A aliança dos combatentes curdos também convergiu no Iraque, onde o Estado Islâmico avançou em direção à região autônoma curda no norte do país. Os Peshmerga — como são chamados os combatentes do Exército Regional do Curdistão iraquiano — juntaram-se às forças de segurança iraquianas e receberam armas e assistência financeira dos Estados Unidos.
Os EUA tentaram evitar uma escalada entre os dois grupos, durante crises anteriores, mas analistas e ex-funcionários dos EUA estão menos otimistas sobre os esforços de mediação de Washington desta vez. O conflito contínuo, especialmente uma invasão terrestre, comprometeria gravemente os ganhos duramente conquistados pelo mundo contra o ISIS e desestabilizaria a região”, disse um porta-voz do Pentágono.

*****

O que se pede: Reproduza sem alterações a parte do trecho sobre os combatentes curdos que vai de "A aliança dos" até "dos Estados Unidos.", incluindo essas palavras.

*****

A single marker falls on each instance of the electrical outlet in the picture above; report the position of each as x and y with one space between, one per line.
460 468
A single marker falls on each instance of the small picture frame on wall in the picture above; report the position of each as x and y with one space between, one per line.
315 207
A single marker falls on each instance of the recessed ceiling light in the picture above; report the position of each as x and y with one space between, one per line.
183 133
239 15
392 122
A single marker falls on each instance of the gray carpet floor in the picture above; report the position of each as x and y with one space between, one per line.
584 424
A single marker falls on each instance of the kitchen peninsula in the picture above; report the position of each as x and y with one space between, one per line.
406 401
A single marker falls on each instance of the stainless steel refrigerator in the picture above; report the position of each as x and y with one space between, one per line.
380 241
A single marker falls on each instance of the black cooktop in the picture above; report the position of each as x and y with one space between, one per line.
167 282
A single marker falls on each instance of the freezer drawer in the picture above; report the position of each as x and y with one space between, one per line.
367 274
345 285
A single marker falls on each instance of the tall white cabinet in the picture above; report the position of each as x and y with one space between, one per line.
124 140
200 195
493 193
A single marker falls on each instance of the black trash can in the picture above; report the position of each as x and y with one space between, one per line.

*****

Em resposta:
A aliança dos combatentes curdos também convergiu no Iraque, onde o Estado Islâmico avançou em direção à região autônoma curda no norte do país. Os Peshmerga — como são chamados os combatentes do Exército Regional do Curdistão iraquiano — juntaram-se às forças de segurança iraquianas e receberam armas e assistência financeira dos Estados Unidos.